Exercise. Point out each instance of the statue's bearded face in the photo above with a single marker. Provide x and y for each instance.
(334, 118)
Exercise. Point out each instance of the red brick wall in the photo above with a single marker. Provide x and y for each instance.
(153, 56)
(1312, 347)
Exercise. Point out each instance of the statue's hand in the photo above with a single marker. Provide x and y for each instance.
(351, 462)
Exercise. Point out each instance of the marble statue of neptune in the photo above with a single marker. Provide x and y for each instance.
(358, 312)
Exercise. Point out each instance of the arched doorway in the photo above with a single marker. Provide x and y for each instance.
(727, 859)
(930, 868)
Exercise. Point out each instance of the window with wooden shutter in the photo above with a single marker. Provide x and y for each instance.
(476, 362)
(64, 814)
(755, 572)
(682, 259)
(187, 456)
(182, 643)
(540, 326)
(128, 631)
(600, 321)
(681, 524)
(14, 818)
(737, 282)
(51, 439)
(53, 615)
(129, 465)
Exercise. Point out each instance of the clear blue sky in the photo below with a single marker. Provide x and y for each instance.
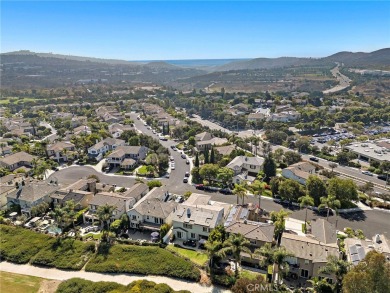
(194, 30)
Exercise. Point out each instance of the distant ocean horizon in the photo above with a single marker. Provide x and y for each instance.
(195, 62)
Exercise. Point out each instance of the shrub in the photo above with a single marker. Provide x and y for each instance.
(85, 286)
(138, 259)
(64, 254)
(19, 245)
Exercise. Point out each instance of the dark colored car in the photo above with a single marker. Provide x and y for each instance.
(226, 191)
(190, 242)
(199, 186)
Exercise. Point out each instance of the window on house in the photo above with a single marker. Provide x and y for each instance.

* * *

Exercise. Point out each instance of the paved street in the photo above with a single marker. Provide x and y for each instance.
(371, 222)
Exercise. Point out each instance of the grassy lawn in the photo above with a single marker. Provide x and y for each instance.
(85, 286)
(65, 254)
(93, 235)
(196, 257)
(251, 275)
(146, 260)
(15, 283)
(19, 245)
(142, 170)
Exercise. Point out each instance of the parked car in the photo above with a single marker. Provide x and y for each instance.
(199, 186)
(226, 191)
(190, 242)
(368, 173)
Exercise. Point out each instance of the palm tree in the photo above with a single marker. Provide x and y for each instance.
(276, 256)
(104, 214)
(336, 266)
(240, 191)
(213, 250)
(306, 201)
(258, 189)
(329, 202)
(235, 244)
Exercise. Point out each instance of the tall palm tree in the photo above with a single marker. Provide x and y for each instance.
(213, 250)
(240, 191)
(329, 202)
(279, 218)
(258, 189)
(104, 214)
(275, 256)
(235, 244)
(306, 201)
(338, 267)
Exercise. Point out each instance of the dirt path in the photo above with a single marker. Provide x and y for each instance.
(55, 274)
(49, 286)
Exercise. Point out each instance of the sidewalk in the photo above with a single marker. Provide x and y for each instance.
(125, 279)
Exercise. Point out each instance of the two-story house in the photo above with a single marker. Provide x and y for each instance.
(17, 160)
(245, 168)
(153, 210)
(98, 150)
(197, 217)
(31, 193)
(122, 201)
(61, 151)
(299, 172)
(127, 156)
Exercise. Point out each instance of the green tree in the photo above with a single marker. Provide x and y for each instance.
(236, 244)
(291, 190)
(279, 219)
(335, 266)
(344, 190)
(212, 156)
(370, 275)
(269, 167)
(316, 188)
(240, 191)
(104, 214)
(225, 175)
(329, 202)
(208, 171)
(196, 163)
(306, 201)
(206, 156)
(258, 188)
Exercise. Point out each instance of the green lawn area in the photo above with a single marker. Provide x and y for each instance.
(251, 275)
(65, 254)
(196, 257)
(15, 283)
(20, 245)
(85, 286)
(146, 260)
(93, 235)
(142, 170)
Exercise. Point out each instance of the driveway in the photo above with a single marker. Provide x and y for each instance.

==

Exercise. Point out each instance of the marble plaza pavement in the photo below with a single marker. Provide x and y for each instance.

▶ [Aim of the task] Copy the rows from the line with "Exercise. Point out each instance of the clear" through the line with "Exercise. Point out each instance of the window on", requests included. Multiply every x and y coordinate in the answers by 1.7 and round each result to a whole number, rounding halves up. Give only those rows, and leave the pictures out.

▶ [Task result]
Exercise. Point out each instance of the clear blue sky in the photo below with a single marker. Provide x and y for each instance.
(330, 51)
Exercise. Point out each instance of the distant ocean horizon in the photo above with a single marker. Provide x and y for each instance.
(332, 105)
Exercise. Point out each instance of the shrub in the photo above with a single marker. Provide x and y for each instance.
(145, 486)
(235, 440)
(109, 432)
(32, 417)
Exercise. Point out each instance of the dark colored car in the photo above with a single marker. Provide x and y for each instance.
(384, 325)
(323, 411)
(338, 316)
Exercise. Point out each instance of the window on house in the photo above with a single marker. Provide x and y for each instance.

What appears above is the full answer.